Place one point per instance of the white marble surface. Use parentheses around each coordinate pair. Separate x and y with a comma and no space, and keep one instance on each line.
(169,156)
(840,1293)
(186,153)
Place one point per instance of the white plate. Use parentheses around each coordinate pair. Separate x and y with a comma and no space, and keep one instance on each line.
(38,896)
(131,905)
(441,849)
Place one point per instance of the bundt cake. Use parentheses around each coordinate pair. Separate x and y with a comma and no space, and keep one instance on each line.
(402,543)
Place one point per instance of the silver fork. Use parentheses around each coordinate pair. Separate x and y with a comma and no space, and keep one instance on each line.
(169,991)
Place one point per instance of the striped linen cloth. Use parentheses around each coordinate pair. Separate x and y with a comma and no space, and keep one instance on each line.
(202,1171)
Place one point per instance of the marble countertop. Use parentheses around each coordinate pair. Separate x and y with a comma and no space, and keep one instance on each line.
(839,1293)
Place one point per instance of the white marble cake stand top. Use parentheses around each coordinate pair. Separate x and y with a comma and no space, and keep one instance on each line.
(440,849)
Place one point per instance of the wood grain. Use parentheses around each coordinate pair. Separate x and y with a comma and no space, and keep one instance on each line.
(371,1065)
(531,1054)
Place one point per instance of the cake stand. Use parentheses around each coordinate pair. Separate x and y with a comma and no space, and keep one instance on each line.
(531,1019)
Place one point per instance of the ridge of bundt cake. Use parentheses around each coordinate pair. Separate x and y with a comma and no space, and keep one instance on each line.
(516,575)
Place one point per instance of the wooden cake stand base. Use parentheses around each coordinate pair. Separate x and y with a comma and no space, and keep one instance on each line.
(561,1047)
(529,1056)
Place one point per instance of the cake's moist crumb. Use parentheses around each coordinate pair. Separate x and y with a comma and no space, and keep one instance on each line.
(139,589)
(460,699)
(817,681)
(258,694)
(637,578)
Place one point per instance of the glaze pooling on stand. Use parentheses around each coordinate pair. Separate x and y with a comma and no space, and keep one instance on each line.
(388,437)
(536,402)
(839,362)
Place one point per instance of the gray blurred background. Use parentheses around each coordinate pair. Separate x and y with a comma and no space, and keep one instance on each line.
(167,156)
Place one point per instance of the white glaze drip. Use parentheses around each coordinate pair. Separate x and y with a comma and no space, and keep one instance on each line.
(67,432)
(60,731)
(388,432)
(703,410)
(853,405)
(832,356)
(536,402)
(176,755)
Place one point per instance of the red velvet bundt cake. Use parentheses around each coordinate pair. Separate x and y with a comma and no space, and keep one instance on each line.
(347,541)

#### What is required
All of the data above needs to be given again exactly.

#### Exercise solution
Place one point per instance of the white marble surface. Use parentheses around each coordinate pair. Separate x and y with a comma and no space, and keep one instance on each line.
(169,156)
(840,1293)
(186,153)
Place one point per instance of the white plate. Use parentheses around each coordinate pair. Separate x and y with a comma and no space, and keep one instance on each line.
(38,896)
(131,905)
(441,849)
Place one point per instance of the bundt cake. Use parentheses around each coordinate pair. Separate x and y with a comma and no space, and keep one instance on each line.
(402,543)
Place one point per instance of the silver fork. Use parentheses around each coordinate pair. Separate x and y with a comma and no space, and keep one instance on each line.
(169,991)
Place one point per instance of the striped linen cloth. Use parentheses around each coordinate pair. Separate x and y with a comma and no space, and keep one instance on each line.
(202,1171)
Place one point per instance of the marble countertop. Use parentheses around each coordinate pair. Separate x and y with a comma and no space, and keep one instance on each line.
(839,1293)
Place one point per instance of the white marble cake stand top. Use parentheses around each coordinate pair. Separate x and y with a comma and no space, and keep one instance on each line.
(440,849)
Place one point per instance of the wood grain. Use parentheses around each coordinate pair. Separate x and y with a comma and no space, and keep one instance on each line.
(371,1065)
(531,1054)
Place one point per instance of the cake stand. Use parentheses around each coordinate pair. Separate x and y with a comma and no space, and keep one instance on each line.
(531,1019)
Place one point per instance of the ridge of bundt cake. Use parentheses around each coordinate pair. Separate x and y with a comma and no space, and keep one instance on each line.
(516,575)
Place one point per instance of the wooden cake stand base. Use parentheses around each coordinate pair. Separate x and y with a comma and no space, and keep one instance on each line.
(561,1047)
(529,1056)
Place one point per instance of the cake's moist crumb. Use parentheses around each coordinate pair. Separate x and y with a comma and no space, and keep one instance on each line.
(139,589)
(460,699)
(817,681)
(258,694)
(637,578)
Place one point per instance of the glaze pooling on stand. Use parentheses around each coordinate pair. Separate x and y with a comma and no space, and keep one instance on each line.
(388,437)
(536,402)
(839,362)
Place one point per instance of the gray blurred background. Use parentheses around each coordinate pair. Separate x and y with a comma and no space, and keep one instance on each line.
(167,156)
Place one point per instance of the white glaze drip. Use parentheses around each coordinate pair. Separate x and y with a comma and no space, and keep one instance on each line.
(67,432)
(60,731)
(388,432)
(703,410)
(853,405)
(832,356)
(536,402)
(176,755)
Place one point per instance of the red velvet bundt cake. Use parentheses around each coordinate pair. Separate x and y with a comma and no space, and keep one instance on each line.
(347,541)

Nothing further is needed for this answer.